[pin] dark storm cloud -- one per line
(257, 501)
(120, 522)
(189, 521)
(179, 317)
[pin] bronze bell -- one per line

### To do
Transcribe all of the entries above line for line, with no changes.

### Solution
[pin] dark storm cloud -- one per line
(257, 501)
(120, 522)
(189, 521)
(179, 317)
[pin] bronze bell -- one per line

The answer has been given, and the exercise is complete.